BEGIN Data section
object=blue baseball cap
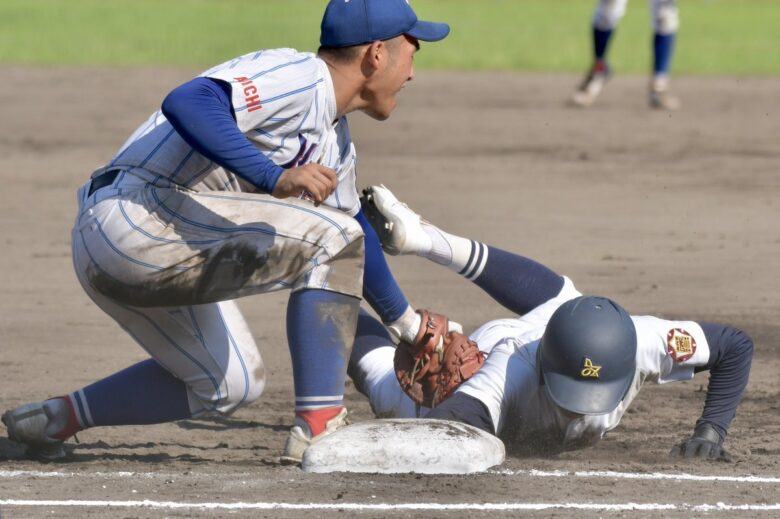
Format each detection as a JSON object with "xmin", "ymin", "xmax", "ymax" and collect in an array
[{"xmin": 320, "ymin": 0, "xmax": 450, "ymax": 47}]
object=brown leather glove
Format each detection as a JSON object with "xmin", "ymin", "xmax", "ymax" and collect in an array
[{"xmin": 394, "ymin": 310, "xmax": 485, "ymax": 407}]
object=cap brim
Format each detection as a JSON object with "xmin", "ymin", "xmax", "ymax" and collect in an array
[
  {"xmin": 406, "ymin": 20, "xmax": 450, "ymax": 41},
  {"xmin": 544, "ymin": 372, "xmax": 634, "ymax": 414}
]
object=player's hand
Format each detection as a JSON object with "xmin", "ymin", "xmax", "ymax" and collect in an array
[
  {"xmin": 271, "ymin": 163, "xmax": 338, "ymax": 205},
  {"xmin": 669, "ymin": 423, "xmax": 731, "ymax": 461}
]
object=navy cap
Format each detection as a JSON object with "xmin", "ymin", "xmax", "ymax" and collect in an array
[{"xmin": 320, "ymin": 0, "xmax": 450, "ymax": 47}]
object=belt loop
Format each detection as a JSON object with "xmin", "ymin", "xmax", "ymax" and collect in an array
[{"xmin": 87, "ymin": 169, "xmax": 122, "ymax": 197}]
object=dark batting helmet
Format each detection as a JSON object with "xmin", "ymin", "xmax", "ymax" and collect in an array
[{"xmin": 539, "ymin": 296, "xmax": 636, "ymax": 414}]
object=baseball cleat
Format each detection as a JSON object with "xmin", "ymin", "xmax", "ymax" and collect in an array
[
  {"xmin": 2, "ymin": 400, "xmax": 67, "ymax": 461},
  {"xmin": 279, "ymin": 407, "xmax": 349, "ymax": 465},
  {"xmin": 363, "ymin": 184, "xmax": 432, "ymax": 256},
  {"xmin": 571, "ymin": 65, "xmax": 611, "ymax": 108}
]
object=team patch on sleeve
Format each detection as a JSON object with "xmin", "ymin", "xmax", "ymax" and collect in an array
[{"xmin": 666, "ymin": 328, "xmax": 696, "ymax": 362}]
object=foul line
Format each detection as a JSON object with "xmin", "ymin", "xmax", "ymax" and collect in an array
[
  {"xmin": 0, "ymin": 499, "xmax": 780, "ymax": 512},
  {"xmin": 0, "ymin": 469, "xmax": 780, "ymax": 483},
  {"xmin": 488, "ymin": 469, "xmax": 780, "ymax": 483}
]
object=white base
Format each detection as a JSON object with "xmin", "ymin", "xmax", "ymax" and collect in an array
[{"xmin": 301, "ymin": 418, "xmax": 506, "ymax": 474}]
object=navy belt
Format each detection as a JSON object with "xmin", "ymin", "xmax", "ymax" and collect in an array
[{"xmin": 87, "ymin": 169, "xmax": 122, "ymax": 196}]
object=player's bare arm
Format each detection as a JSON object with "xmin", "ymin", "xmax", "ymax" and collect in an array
[{"xmin": 271, "ymin": 163, "xmax": 338, "ymax": 205}]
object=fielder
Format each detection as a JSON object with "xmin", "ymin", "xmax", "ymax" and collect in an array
[
  {"xmin": 2, "ymin": 0, "xmax": 449, "ymax": 462},
  {"xmin": 572, "ymin": 0, "xmax": 681, "ymax": 110},
  {"xmin": 349, "ymin": 186, "xmax": 753, "ymax": 459}
]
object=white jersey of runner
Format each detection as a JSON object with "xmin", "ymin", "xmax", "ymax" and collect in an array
[
  {"xmin": 356, "ymin": 278, "xmax": 710, "ymax": 445},
  {"xmin": 101, "ymin": 49, "xmax": 360, "ymax": 216}
]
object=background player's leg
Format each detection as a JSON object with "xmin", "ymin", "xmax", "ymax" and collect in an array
[
  {"xmin": 649, "ymin": 0, "xmax": 680, "ymax": 110},
  {"xmin": 572, "ymin": 0, "xmax": 626, "ymax": 106}
]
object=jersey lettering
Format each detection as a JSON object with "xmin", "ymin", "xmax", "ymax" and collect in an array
[{"xmin": 234, "ymin": 76, "xmax": 262, "ymax": 112}]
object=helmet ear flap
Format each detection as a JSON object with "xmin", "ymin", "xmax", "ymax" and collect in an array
[{"xmin": 537, "ymin": 296, "xmax": 637, "ymax": 414}]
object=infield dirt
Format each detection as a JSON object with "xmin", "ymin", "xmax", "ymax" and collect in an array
[{"xmin": 0, "ymin": 67, "xmax": 780, "ymax": 517}]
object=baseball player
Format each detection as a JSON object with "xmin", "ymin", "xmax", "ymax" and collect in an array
[
  {"xmin": 572, "ymin": 0, "xmax": 680, "ymax": 110},
  {"xmin": 2, "ymin": 0, "xmax": 449, "ymax": 462},
  {"xmin": 349, "ymin": 186, "xmax": 753, "ymax": 459}
]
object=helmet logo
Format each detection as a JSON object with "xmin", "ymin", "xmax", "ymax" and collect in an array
[
  {"xmin": 666, "ymin": 328, "xmax": 696, "ymax": 362},
  {"xmin": 580, "ymin": 357, "xmax": 601, "ymax": 378}
]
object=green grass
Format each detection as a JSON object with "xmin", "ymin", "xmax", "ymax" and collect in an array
[{"xmin": 0, "ymin": 0, "xmax": 780, "ymax": 75}]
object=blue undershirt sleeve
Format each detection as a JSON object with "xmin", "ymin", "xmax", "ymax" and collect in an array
[
  {"xmin": 696, "ymin": 323, "xmax": 753, "ymax": 439},
  {"xmin": 162, "ymin": 77, "xmax": 284, "ymax": 193},
  {"xmin": 355, "ymin": 210, "xmax": 409, "ymax": 323}
]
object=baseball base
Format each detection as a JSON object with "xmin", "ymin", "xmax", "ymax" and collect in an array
[{"xmin": 301, "ymin": 418, "xmax": 506, "ymax": 474}]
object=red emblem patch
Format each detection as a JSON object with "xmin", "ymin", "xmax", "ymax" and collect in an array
[{"xmin": 666, "ymin": 328, "xmax": 696, "ymax": 362}]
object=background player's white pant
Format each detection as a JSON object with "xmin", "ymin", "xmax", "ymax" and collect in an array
[
  {"xmin": 593, "ymin": 0, "xmax": 680, "ymax": 34},
  {"xmin": 72, "ymin": 173, "xmax": 363, "ymax": 413}
]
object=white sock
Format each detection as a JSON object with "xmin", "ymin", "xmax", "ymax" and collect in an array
[{"xmin": 417, "ymin": 222, "xmax": 488, "ymax": 280}]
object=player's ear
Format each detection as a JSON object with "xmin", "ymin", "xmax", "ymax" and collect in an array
[{"xmin": 363, "ymin": 40, "xmax": 389, "ymax": 70}]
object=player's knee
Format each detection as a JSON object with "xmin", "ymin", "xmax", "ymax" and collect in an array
[
  {"xmin": 653, "ymin": 2, "xmax": 680, "ymax": 34},
  {"xmin": 191, "ymin": 359, "xmax": 265, "ymax": 414}
]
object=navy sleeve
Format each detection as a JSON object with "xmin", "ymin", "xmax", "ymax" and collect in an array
[
  {"xmin": 426, "ymin": 393, "xmax": 496, "ymax": 435},
  {"xmin": 696, "ymin": 323, "xmax": 753, "ymax": 440},
  {"xmin": 162, "ymin": 77, "xmax": 284, "ymax": 193},
  {"xmin": 355, "ymin": 210, "xmax": 409, "ymax": 323}
]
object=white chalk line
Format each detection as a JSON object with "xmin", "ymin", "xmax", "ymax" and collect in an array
[
  {"xmin": 0, "ymin": 499, "xmax": 780, "ymax": 512},
  {"xmin": 488, "ymin": 469, "xmax": 780, "ymax": 483},
  {"xmin": 6, "ymin": 469, "xmax": 780, "ymax": 483}
]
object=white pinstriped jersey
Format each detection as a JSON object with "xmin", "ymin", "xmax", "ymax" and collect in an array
[
  {"xmin": 353, "ymin": 278, "xmax": 710, "ymax": 447},
  {"xmin": 109, "ymin": 49, "xmax": 360, "ymax": 216}
]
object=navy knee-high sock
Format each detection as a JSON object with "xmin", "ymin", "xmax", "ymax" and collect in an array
[
  {"xmin": 474, "ymin": 246, "xmax": 563, "ymax": 315},
  {"xmin": 287, "ymin": 289, "xmax": 360, "ymax": 411},
  {"xmin": 68, "ymin": 359, "xmax": 192, "ymax": 428}
]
END Data section
• **Given problem**: Output exactly the lines between the one containing "object=white chalk line" and the final line above, both inclusive.

• **Worked answer**:
object=white chalk line
Format each detection as a JSON object with "xmin", "ymin", "xmax", "ymax" and collect in an array
[
  {"xmin": 0, "ymin": 499, "xmax": 780, "ymax": 512},
  {"xmin": 488, "ymin": 469, "xmax": 780, "ymax": 483},
  {"xmin": 6, "ymin": 469, "xmax": 780, "ymax": 483}
]
object=white pinstriped jersey
Format each detection as a JSON object with "xmin", "ymin", "xmax", "ymax" and collect in an array
[
  {"xmin": 353, "ymin": 278, "xmax": 710, "ymax": 447},
  {"xmin": 109, "ymin": 49, "xmax": 360, "ymax": 216}
]
object=navy knee-high sock
Format each detection as a JSON object with "xmin", "ymin", "xmax", "ymax" and collect in an array
[
  {"xmin": 474, "ymin": 246, "xmax": 563, "ymax": 315},
  {"xmin": 287, "ymin": 289, "xmax": 360, "ymax": 411},
  {"xmin": 68, "ymin": 359, "xmax": 192, "ymax": 428}
]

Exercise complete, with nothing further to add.